───── DATA ROWS
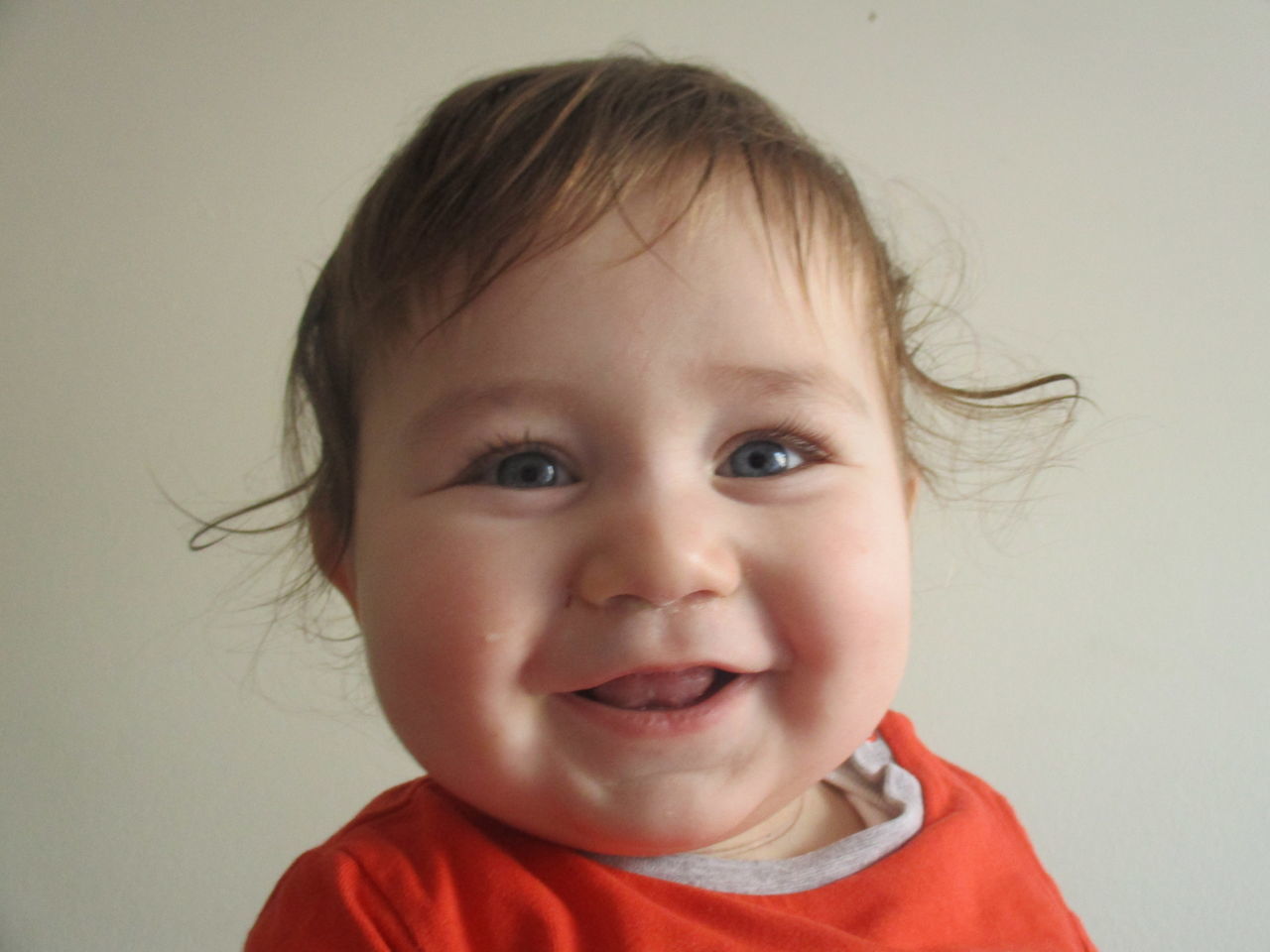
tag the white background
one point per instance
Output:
(172, 173)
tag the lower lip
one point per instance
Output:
(663, 724)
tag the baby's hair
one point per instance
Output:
(515, 166)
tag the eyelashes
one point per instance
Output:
(526, 462)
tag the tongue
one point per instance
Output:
(654, 689)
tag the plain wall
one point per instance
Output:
(172, 175)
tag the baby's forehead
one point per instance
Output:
(656, 238)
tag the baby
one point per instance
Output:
(611, 381)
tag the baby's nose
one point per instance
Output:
(656, 552)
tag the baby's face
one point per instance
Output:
(630, 548)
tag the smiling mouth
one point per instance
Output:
(659, 690)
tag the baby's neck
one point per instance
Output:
(821, 816)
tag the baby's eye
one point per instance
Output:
(530, 468)
(762, 457)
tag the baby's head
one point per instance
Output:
(608, 375)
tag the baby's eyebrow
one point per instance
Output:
(470, 402)
(797, 382)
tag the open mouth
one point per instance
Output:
(661, 690)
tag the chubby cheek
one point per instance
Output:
(445, 617)
(843, 611)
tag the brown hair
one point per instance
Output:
(517, 164)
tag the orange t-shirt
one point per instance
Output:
(416, 870)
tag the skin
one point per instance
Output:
(486, 604)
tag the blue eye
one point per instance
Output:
(529, 470)
(762, 457)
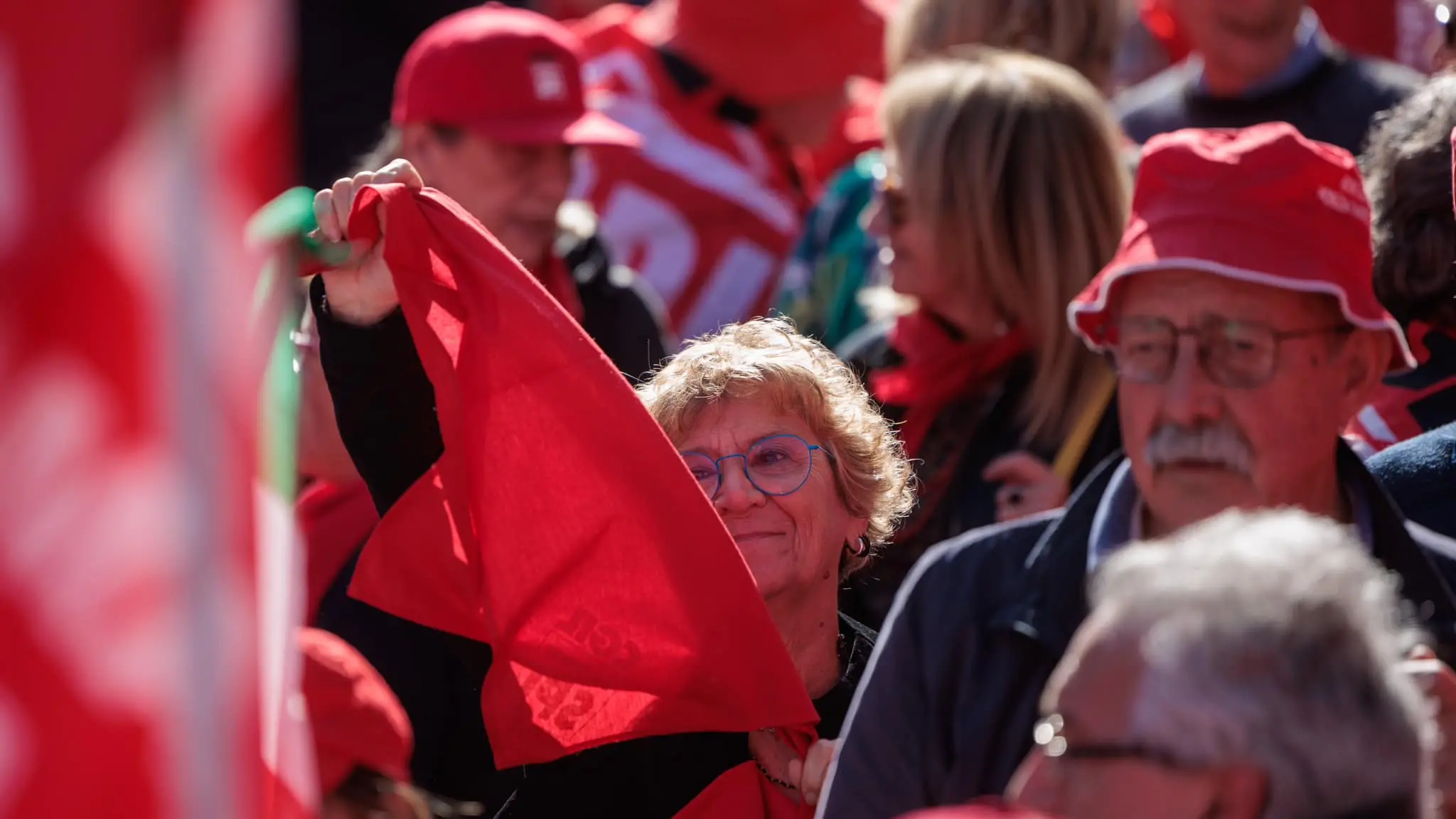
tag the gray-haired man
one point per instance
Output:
(1248, 666)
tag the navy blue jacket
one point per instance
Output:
(947, 707)
(1420, 474)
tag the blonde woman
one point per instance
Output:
(1004, 194)
(781, 436)
(835, 258)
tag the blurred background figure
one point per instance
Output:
(1403, 31)
(711, 203)
(836, 261)
(1261, 62)
(990, 244)
(1408, 178)
(361, 738)
(1244, 668)
(490, 108)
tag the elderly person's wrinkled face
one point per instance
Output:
(1232, 394)
(790, 541)
(1089, 764)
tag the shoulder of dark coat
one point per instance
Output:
(1429, 458)
(599, 279)
(980, 570)
(1439, 547)
(1386, 80)
(1420, 476)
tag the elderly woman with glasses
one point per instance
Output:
(804, 471)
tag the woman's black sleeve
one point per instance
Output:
(383, 400)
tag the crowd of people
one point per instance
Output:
(1091, 444)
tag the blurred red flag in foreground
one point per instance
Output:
(561, 525)
(134, 141)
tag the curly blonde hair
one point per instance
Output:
(768, 358)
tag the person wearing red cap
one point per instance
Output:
(710, 206)
(1263, 62)
(490, 108)
(361, 737)
(1239, 316)
(1391, 30)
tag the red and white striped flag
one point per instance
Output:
(134, 141)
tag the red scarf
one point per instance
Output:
(557, 527)
(936, 369)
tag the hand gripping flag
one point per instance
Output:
(561, 527)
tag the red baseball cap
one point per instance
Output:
(354, 716)
(771, 51)
(508, 75)
(1260, 205)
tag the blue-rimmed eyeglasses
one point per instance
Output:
(776, 465)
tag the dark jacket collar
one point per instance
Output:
(1053, 602)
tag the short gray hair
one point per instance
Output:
(1273, 638)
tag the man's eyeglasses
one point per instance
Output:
(892, 197)
(1047, 735)
(1239, 355)
(776, 465)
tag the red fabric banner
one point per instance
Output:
(561, 525)
(127, 420)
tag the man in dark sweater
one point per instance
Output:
(1264, 62)
(1244, 327)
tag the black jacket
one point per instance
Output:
(947, 710)
(619, 311)
(385, 407)
(964, 439)
(1334, 104)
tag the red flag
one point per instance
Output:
(561, 525)
(126, 410)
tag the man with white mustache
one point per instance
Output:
(1241, 318)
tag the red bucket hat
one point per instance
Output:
(771, 51)
(1260, 205)
(354, 716)
(508, 75)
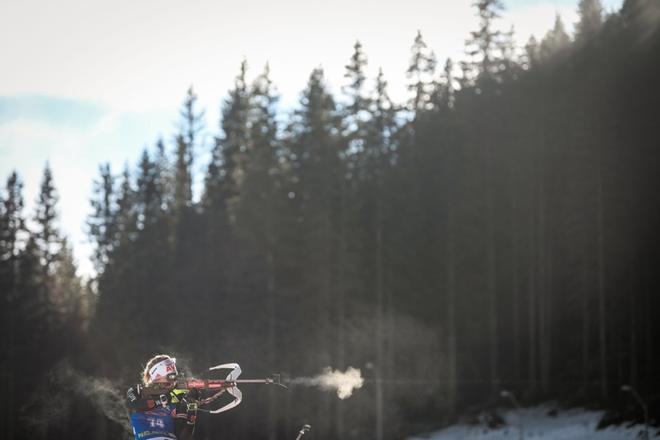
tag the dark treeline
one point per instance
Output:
(498, 231)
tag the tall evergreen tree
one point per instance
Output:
(590, 14)
(101, 222)
(420, 71)
(555, 40)
(47, 234)
(190, 126)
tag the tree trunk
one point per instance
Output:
(491, 287)
(586, 319)
(380, 358)
(601, 287)
(272, 322)
(451, 303)
(515, 293)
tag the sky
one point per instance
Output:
(84, 82)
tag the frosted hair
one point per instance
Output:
(150, 363)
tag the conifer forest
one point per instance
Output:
(500, 230)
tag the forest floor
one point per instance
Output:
(542, 422)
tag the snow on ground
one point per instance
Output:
(574, 424)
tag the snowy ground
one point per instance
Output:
(575, 424)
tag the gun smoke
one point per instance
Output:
(344, 383)
(67, 383)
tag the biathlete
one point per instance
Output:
(170, 415)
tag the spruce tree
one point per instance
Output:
(555, 40)
(590, 14)
(101, 222)
(47, 234)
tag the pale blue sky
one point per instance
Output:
(85, 82)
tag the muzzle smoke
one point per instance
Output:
(344, 383)
(67, 384)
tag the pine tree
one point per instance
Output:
(227, 169)
(190, 126)
(101, 222)
(590, 14)
(420, 71)
(484, 45)
(12, 226)
(47, 235)
(555, 41)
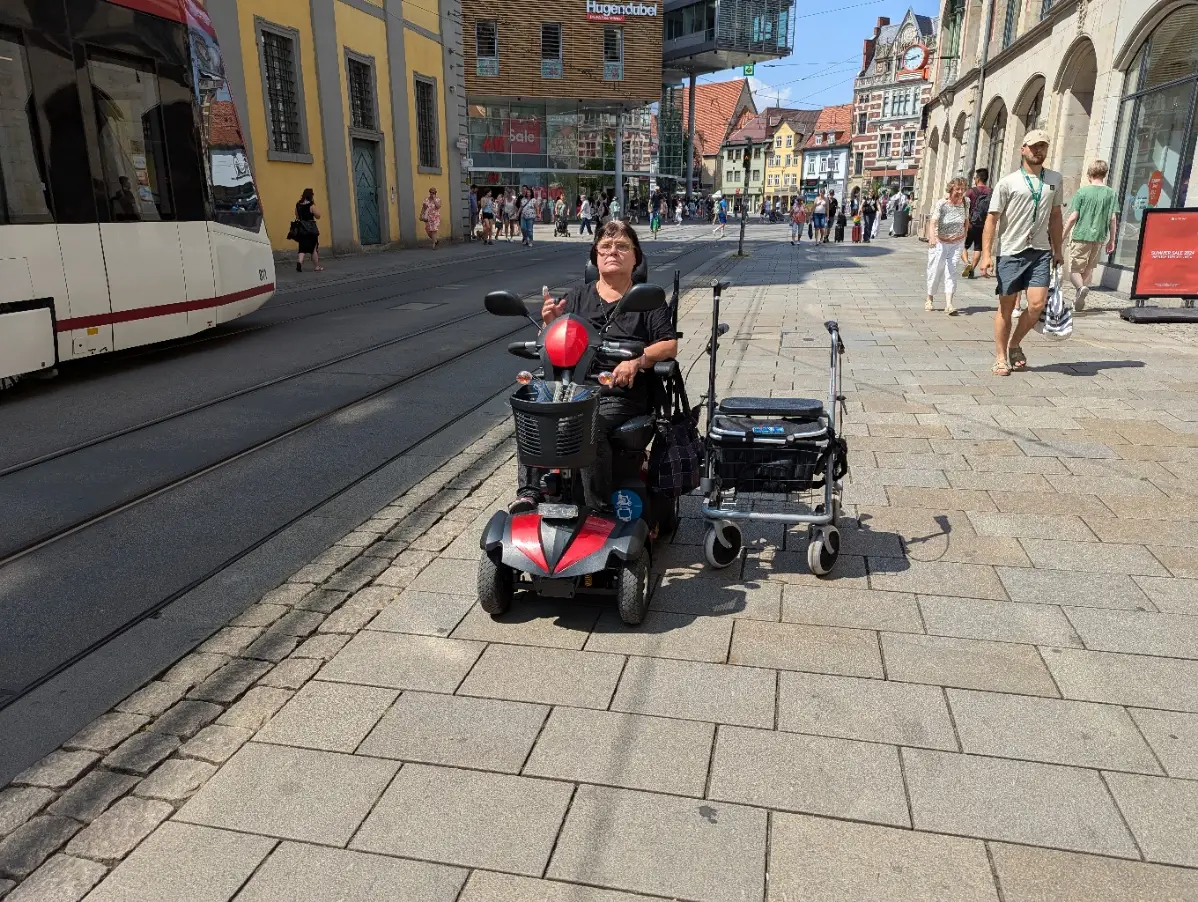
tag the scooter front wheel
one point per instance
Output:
(633, 589)
(496, 585)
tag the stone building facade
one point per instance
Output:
(888, 103)
(1108, 79)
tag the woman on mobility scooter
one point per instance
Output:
(617, 254)
(585, 516)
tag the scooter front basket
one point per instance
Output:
(556, 435)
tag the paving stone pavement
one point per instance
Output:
(992, 698)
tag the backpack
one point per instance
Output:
(979, 206)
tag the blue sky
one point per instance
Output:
(828, 54)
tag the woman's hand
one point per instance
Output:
(551, 309)
(625, 373)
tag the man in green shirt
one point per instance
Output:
(1091, 218)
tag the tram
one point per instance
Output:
(128, 212)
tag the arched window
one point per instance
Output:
(994, 145)
(1156, 139)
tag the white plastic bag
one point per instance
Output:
(1056, 321)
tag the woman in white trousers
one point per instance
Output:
(945, 238)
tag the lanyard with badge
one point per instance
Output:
(1035, 194)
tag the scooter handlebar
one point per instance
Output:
(524, 349)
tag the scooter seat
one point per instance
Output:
(634, 435)
(788, 407)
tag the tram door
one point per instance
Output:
(365, 188)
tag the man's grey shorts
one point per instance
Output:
(1027, 270)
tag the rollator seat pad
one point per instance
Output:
(739, 430)
(796, 407)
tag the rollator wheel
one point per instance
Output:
(720, 555)
(823, 549)
(633, 589)
(496, 585)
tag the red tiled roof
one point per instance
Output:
(715, 104)
(223, 128)
(838, 120)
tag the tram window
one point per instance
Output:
(132, 146)
(23, 189)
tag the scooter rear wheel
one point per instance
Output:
(633, 589)
(496, 585)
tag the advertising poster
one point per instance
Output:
(1167, 258)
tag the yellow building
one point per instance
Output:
(349, 98)
(784, 167)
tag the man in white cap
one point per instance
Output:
(1024, 217)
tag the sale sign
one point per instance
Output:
(1167, 259)
(516, 135)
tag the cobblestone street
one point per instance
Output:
(993, 697)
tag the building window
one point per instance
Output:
(1155, 138)
(1011, 23)
(997, 138)
(362, 110)
(612, 54)
(551, 49)
(486, 48)
(427, 125)
(283, 94)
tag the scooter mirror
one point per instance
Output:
(643, 298)
(504, 303)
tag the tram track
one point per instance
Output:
(100, 635)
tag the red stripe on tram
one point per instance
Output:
(147, 313)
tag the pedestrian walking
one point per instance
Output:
(798, 219)
(307, 230)
(430, 215)
(527, 216)
(869, 215)
(820, 218)
(978, 198)
(1024, 217)
(945, 237)
(585, 216)
(1089, 226)
(488, 215)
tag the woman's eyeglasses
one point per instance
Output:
(613, 247)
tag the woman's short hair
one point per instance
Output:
(617, 229)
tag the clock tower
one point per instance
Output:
(889, 95)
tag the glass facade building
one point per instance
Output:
(560, 149)
(1157, 135)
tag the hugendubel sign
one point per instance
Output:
(1167, 258)
(617, 12)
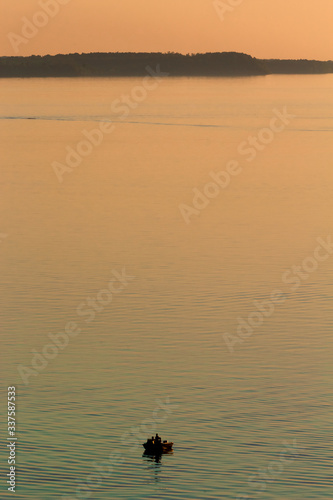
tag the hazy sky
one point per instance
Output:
(262, 28)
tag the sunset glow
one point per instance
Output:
(262, 28)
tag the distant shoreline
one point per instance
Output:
(132, 64)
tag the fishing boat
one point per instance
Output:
(156, 446)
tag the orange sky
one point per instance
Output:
(263, 28)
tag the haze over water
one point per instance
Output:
(229, 414)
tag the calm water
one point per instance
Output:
(160, 342)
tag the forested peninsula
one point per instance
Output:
(135, 64)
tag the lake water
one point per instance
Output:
(250, 414)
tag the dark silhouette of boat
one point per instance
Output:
(155, 446)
──────────
● WHAT IS REQUIRED: Starting with the line that holds "tag the red tiled roof", repeat exactly every line through the end of the material above, both ends included, without the pictures.

● RESULT OF THE TASK:
tag the red tiled roof
one point per instance
Output:
(715, 104)
(223, 128)
(838, 120)
tag the tram window
one point per instance
Output:
(132, 146)
(23, 189)
tag the scooter rear wheel
one point per instance
Output:
(633, 589)
(496, 585)
tag the advertising poster
one point per instance
Output:
(1167, 258)
tag the yellow building
one point per instance
Output:
(349, 98)
(784, 167)
tag the man in white cap
one point per instance
Output:
(1024, 217)
tag the sale sign
one point per instance
Output:
(1167, 259)
(516, 135)
tag the cobblestone street
one point per instance
Output:
(993, 697)
tag the building window
one point per instance
Output:
(1155, 138)
(1011, 23)
(997, 138)
(362, 110)
(612, 54)
(551, 49)
(486, 48)
(427, 125)
(283, 94)
tag the scooter mirror
one point per instance
Output:
(643, 298)
(504, 303)
tag the tram track
one point per instance
Output:
(100, 635)
tag the red stripe on tram
one point per instance
Output:
(147, 313)
tag the pedestrian walking
one point per instance
Output:
(798, 219)
(307, 230)
(430, 215)
(527, 216)
(869, 215)
(820, 218)
(978, 198)
(1024, 217)
(945, 237)
(585, 216)
(1089, 226)
(488, 215)
tag the woman's eyeglasses
one point per instance
Output:
(613, 247)
tag the woman's short hair
one point per instance
Output:
(617, 229)
tag the clock tower
one point per instance
Output:
(889, 95)
tag the glass facade building
one point per instance
Output:
(560, 149)
(1157, 135)
tag the hugendubel sign
one point per instance
Output:
(1167, 258)
(617, 12)
tag the hazy sky
one point per instance
Output:
(262, 28)
tag the sunset glow
one point per instance
Output:
(262, 28)
tag the distant shoreline
one point per instance
Output:
(132, 64)
tag the fishing boat
one point per instance
Output:
(156, 446)
tag the orange sky
one point per instance
Output:
(263, 28)
tag the haze over water
one point per instance
Output:
(229, 414)
tag the calm water
one point per instance
Output:
(160, 342)
tag the forested peninsula
one point per instance
Output:
(135, 64)
tag the lake water
one point per instance
Output:
(250, 414)
tag the dark silhouette of boat
one point per instance
Output:
(155, 446)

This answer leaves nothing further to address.